# [Given instruction]
Reproduce every line of the material below verbatim, leaving nothing out and changing nothing.
— Begin Extracted material —
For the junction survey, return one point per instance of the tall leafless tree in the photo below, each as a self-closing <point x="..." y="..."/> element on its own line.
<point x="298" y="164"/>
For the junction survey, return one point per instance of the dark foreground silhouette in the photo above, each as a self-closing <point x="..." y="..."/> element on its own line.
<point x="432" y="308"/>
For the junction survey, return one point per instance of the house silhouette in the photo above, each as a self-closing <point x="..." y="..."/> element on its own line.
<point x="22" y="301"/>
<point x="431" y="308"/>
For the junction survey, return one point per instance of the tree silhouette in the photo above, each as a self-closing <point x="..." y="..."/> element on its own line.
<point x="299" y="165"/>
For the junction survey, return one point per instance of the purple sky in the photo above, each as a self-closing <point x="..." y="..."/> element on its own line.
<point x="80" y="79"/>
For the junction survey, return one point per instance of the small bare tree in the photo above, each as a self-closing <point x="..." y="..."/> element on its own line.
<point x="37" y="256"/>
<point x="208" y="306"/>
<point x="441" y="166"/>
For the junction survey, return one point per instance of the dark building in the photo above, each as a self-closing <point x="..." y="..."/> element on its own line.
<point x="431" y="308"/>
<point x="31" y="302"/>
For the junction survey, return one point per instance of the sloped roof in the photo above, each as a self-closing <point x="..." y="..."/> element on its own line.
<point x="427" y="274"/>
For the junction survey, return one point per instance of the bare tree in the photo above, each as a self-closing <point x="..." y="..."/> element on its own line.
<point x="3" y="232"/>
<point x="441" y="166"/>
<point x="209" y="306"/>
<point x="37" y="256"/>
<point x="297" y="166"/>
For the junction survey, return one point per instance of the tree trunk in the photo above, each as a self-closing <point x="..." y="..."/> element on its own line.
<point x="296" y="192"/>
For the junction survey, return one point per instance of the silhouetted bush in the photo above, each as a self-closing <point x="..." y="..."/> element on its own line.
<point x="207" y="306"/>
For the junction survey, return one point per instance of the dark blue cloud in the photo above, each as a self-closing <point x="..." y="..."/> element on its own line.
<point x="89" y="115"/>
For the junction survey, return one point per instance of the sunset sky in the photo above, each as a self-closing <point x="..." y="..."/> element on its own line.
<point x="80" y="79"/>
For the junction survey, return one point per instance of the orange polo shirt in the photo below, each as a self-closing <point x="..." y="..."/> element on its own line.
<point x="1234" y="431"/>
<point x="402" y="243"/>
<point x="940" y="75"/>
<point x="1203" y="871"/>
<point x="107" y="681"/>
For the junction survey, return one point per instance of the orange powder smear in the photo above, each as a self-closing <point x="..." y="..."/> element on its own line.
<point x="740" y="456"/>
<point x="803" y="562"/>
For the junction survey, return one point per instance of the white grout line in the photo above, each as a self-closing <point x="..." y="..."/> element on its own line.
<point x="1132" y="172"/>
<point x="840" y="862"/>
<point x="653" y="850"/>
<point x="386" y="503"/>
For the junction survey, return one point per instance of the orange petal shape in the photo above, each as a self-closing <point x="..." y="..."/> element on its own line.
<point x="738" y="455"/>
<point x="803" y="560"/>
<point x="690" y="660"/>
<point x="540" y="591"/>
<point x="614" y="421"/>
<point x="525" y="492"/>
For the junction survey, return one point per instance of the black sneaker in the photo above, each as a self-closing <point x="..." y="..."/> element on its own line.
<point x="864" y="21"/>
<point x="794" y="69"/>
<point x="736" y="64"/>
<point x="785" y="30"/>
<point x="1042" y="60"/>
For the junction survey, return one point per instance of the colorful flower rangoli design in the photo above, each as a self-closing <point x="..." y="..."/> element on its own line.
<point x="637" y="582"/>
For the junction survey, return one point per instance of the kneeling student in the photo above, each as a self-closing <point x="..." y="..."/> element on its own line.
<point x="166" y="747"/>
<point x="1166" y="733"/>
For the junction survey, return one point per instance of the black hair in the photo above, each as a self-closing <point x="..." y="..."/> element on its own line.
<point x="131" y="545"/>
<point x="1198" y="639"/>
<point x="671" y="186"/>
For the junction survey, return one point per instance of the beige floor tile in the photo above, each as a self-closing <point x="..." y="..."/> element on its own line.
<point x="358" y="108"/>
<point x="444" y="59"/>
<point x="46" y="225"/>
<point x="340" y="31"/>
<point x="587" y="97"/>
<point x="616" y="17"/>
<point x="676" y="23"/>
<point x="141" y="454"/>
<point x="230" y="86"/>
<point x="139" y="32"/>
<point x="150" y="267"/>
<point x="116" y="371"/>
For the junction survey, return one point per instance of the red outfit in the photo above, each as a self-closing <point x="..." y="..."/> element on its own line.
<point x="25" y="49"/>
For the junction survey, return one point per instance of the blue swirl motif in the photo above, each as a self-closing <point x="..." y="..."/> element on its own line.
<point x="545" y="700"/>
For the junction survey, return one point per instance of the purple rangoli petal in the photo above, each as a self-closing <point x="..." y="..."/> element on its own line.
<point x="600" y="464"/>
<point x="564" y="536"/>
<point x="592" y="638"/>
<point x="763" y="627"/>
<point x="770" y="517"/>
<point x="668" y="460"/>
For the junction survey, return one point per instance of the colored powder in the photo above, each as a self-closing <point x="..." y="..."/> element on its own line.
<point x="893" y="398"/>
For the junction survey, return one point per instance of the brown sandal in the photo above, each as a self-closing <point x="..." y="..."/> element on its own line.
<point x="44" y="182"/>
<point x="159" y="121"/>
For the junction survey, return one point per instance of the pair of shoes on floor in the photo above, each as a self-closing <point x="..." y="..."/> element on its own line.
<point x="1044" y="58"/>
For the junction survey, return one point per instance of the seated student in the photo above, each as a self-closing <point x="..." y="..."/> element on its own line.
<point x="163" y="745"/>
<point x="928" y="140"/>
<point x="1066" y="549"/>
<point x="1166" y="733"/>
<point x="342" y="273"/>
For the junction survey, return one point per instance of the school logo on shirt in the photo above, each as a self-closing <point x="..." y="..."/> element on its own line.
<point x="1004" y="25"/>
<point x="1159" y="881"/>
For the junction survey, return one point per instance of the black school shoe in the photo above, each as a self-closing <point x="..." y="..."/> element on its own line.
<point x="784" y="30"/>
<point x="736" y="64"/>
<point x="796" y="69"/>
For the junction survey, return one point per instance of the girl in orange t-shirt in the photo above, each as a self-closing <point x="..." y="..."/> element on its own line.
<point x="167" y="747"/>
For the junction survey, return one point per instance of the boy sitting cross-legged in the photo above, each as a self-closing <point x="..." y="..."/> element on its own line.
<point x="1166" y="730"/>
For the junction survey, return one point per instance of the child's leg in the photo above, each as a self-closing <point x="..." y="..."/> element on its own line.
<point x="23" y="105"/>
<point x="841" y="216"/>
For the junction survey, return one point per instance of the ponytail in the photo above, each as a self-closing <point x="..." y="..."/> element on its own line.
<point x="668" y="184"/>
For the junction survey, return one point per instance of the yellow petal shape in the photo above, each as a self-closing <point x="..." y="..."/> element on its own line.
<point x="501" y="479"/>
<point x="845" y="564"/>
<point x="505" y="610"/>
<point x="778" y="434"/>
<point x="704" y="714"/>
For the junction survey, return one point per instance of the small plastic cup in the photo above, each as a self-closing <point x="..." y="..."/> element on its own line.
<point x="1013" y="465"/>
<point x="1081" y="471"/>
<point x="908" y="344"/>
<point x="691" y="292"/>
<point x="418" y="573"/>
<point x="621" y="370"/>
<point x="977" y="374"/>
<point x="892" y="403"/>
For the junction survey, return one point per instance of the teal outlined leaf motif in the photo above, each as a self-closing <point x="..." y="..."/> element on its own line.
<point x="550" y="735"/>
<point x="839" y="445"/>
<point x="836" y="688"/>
— End Extracted material —
# [The solution]
For the junction survey, return one point per instance of the tall leafless tree in the photo below, each as a self-closing <point x="..." y="..."/> element on its own line.
<point x="298" y="164"/>
For the junction survey, return one point per instance of the dark foreground silhouette in the photo above, each as a self-closing <point x="..." y="..."/> element on its own line.
<point x="432" y="308"/>
For the junction survey, return one point per instance of the house silhouette in the photo above, each as a self-closing <point x="..." y="..."/> element on its own line.
<point x="22" y="301"/>
<point x="431" y="308"/>
For the junction survey, return one point per instance of the tree silhouette in the photo above, each as a self-closing <point x="..." y="..."/> element on its own line.
<point x="299" y="165"/>
For the junction survey, return one point per instance of the purple sky in the photo above, each as a self-closing <point x="..." y="..."/> element on its own line.
<point x="80" y="79"/>
For the junction survey, return one point per instance of the small bare tree in the photo above, each as a self-closing <point x="..." y="..."/> element on its own line.
<point x="37" y="256"/>
<point x="208" y="306"/>
<point x="441" y="166"/>
For the junction survey, return one point per instance of the dark building in the photo above, each as a self-closing <point x="..." y="..."/> element on its own line.
<point x="431" y="308"/>
<point x="31" y="302"/>
For the junction survey, return one point per instance of the sloped roof in the photo above, each as a self-closing <point x="..." y="..."/> element on its own line.
<point x="427" y="274"/>
For the junction survey, return one point per instance of the bare tree in the photo above, each as a self-closing <point x="..." y="..."/> element on its own line.
<point x="3" y="232"/>
<point x="441" y="166"/>
<point x="209" y="306"/>
<point x="37" y="256"/>
<point x="297" y="166"/>
For the junction survey, return one point per instance of the tree trunk in the photo above, each as a self-closing <point x="..." y="..."/> element on its own line.
<point x="296" y="192"/>
For the junction survey, return one point per instance of the silhouetted bush in the photo above, each as a self-closing <point x="..." y="..."/> element on its own line.
<point x="207" y="306"/>
For the junction survey, return one point per instance of the dark blue cloud in the photo above, each as a self-closing <point x="..." y="..."/> element on its own line.
<point x="89" y="115"/>
For the junction survey, return one point per instance of the sunset sky in the photo above, each as a self-closing <point x="..." y="..."/> element on its own line.
<point x="80" y="79"/>
For the junction survey, return one point per instance of the orange polo shirt in the photo below, each as a self-closing <point x="..." y="..."/> element on its own line.
<point x="1234" y="431"/>
<point x="402" y="243"/>
<point x="940" y="75"/>
<point x="1203" y="871"/>
<point x="107" y="681"/>
For the junction survey, return one point per instance of the orange powder smear in the photo above, each as a self-closing <point x="..." y="..."/> element on its own line.
<point x="740" y="456"/>
<point x="803" y="562"/>
For the junction survey, return one point per instance of the white grout line in the photo above, each as a self-closing <point x="..." y="..."/> element on its own line.
<point x="1132" y="172"/>
<point x="840" y="862"/>
<point x="653" y="850"/>
<point x="386" y="503"/>
For the junction survey, return one point per instance of the orange petal shape in the photo above, each as a self-closing <point x="..." y="..."/> element on its own line.
<point x="738" y="455"/>
<point x="803" y="560"/>
<point x="690" y="660"/>
<point x="540" y="591"/>
<point x="614" y="421"/>
<point x="525" y="492"/>
For the junction survey, return one point per instance of the black sneaker in the photo above, each as a self-closing <point x="..." y="..."/> element on its own line.
<point x="864" y="21"/>
<point x="794" y="69"/>
<point x="736" y="64"/>
<point x="785" y="30"/>
<point x="1042" y="60"/>
For the junction survey, return one point per instance of the colorful flower rangoli design in the photo above, each as a self-closing <point x="..." y="..."/> element on its own line.
<point x="637" y="582"/>
For the junction survey, return one point per instance of the kneeling student in the photo above, each as a self-closing <point x="..." y="..."/> element on its own line.
<point x="166" y="747"/>
<point x="1166" y="733"/>
For the junction survey, return one point per instance of the black hair in the photo above, each as a self-closing <point x="..." y="..."/> element on its own line.
<point x="131" y="545"/>
<point x="1198" y="639"/>
<point x="671" y="186"/>
For the junction survey, return one point per instance of the beige floor tile in the photo above, each as a self-closing <point x="..." y="..."/> element on its own line.
<point x="358" y="108"/>
<point x="444" y="59"/>
<point x="46" y="225"/>
<point x="340" y="31"/>
<point x="587" y="97"/>
<point x="616" y="17"/>
<point x="676" y="23"/>
<point x="141" y="454"/>
<point x="230" y="86"/>
<point x="139" y="32"/>
<point x="150" y="267"/>
<point x="116" y="371"/>
For the junction survey, return one point per instance of the red outfit in the photo above, each as a self-closing <point x="..." y="..."/> element on its own line.
<point x="25" y="49"/>
For the junction survey, return one point per instance of the blue swirl motif in the photo above, each as a self-closing <point x="..." y="..."/> element on its own line.
<point x="545" y="700"/>
For the junction survey, return one point per instance of the purple rangoli petal in the photo above, each as a self-closing <point x="..." y="..."/> element on its own line.
<point x="600" y="464"/>
<point x="564" y="536"/>
<point x="592" y="638"/>
<point x="763" y="627"/>
<point x="770" y="517"/>
<point x="668" y="460"/>
For the junction survey, return one point per instance of the colored powder in the photo above, each as a self-closing <point x="..." y="..."/> element on its own line.
<point x="893" y="398"/>
For the junction survey, return one point per instance of the brown sandal in the photo above, each as a self-closing <point x="..." y="..."/> element on its own line.
<point x="44" y="182"/>
<point x="159" y="121"/>
For the junction survey, return one point per instance of the pair of shoes on floor in the photo above, each as a self-closing <point x="..." y="..."/> element on its own line.
<point x="1044" y="58"/>
For the junction survey, return one point per instance of the seated student in the photo above, each as a self-closing <point x="..." y="..."/> element on its own line.
<point x="163" y="745"/>
<point x="928" y="140"/>
<point x="1066" y="549"/>
<point x="1166" y="733"/>
<point x="342" y="273"/>
For the junction survey, return one point per instance of the school logo on shirt in the photo above, each as a self-closing <point x="..." y="..."/> element on its own line.
<point x="1004" y="25"/>
<point x="1159" y="881"/>
For the junction survey, return one point per instance of the black school shoe in the photo above, each as a self-closing <point x="..." y="..."/> element on its own line.
<point x="784" y="30"/>
<point x="736" y="64"/>
<point x="796" y="69"/>
For the junction survey, return one point per instance of the girl in orange t-shirt in the photo above, each as a self-closing <point x="..." y="..."/> element on its own line.
<point x="167" y="747"/>
For the junction survey, return one point per instance of the boy sitting cross-legged in the photo above, each as a self-closing <point x="..." y="..."/> element on its own line.
<point x="1166" y="730"/>
For the junction survey, return one point per instance of the child's leg in the photo above, each as a self-closing <point x="..." y="..."/> element on its own line.
<point x="23" y="105"/>
<point x="841" y="216"/>
For the junction survey, return one point per instance of the ponytail in the photo above, each as a self-closing <point x="..." y="..."/> element on its own line.
<point x="668" y="184"/>
For the junction survey, return one point per instance of the yellow petal shape in the photo above, each as a self-closing <point x="..." y="..."/> element on its own line.
<point x="501" y="479"/>
<point x="845" y="564"/>
<point x="505" y="610"/>
<point x="778" y="434"/>
<point x="704" y="714"/>
For the junction survey, return one point per instance of the small plastic cup in the photo above, each as a self-closing <point x="..." y="..."/> element on its own line.
<point x="1013" y="465"/>
<point x="1081" y="471"/>
<point x="908" y="344"/>
<point x="691" y="292"/>
<point x="418" y="573"/>
<point x="621" y="370"/>
<point x="977" y="374"/>
<point x="892" y="403"/>
For the junction survey, return one point per instance of the teal outlined leaf motif in the photo above, each as a self-closing <point x="..." y="..."/> element on its own line.
<point x="550" y="735"/>
<point x="839" y="445"/>
<point x="836" y="688"/>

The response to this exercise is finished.